• [Tasks and exercises]:
1 > Name every router identified by label in the frame-relay forum post below.
2 > According to the frame-relay forum post below, which feature is turned off on the WAN interface of R1?

12-10-2013 03:46 PM - edited 03-05-2019 06:51 AM
I'm currently learning the basics about frame-relay, and everything makes perfect sense so far. There is one thing I just don't get though.
Lets say we have three routers going through a frame-relay switch. R1 is connected to two other routers, R2 and R3. We are using multi-point, split-horizon is turned off on the WAN interface on R1, and EIGRP is running on all routers.
At this point all three router's routing tables are good to go, but if R2 pings R3 it will fail and vice versa. This is, of course, because both routers (R2,R3) have R1's IP address mapped to their local DLCI. They don't have the router's IP that is not directly connected mapped to the DLCI, so when they recieve the packet it is dropped because it doesn't know how to respond to the source IP address,even if it's on the same subnet. The solution is to map that IP address to the appropriate DLCI. Now everything works fine, no problems.
Thats the part that makes sense to me. The part that doesn't is why does mapping that IP address to the DLCI work for ALL networks after that? If there is a second network beyond our first one, it doesn't have to same problem our first network did.

• [Given material]:
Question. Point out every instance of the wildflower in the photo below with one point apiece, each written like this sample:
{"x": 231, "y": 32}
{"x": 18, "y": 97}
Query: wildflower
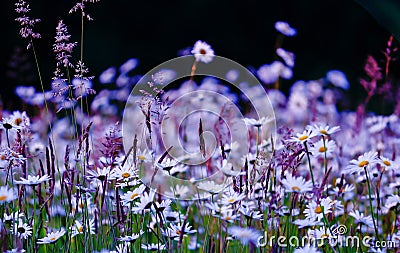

• [Answers per task]:
1 > R1, R2, R3

2 > Split-horizon.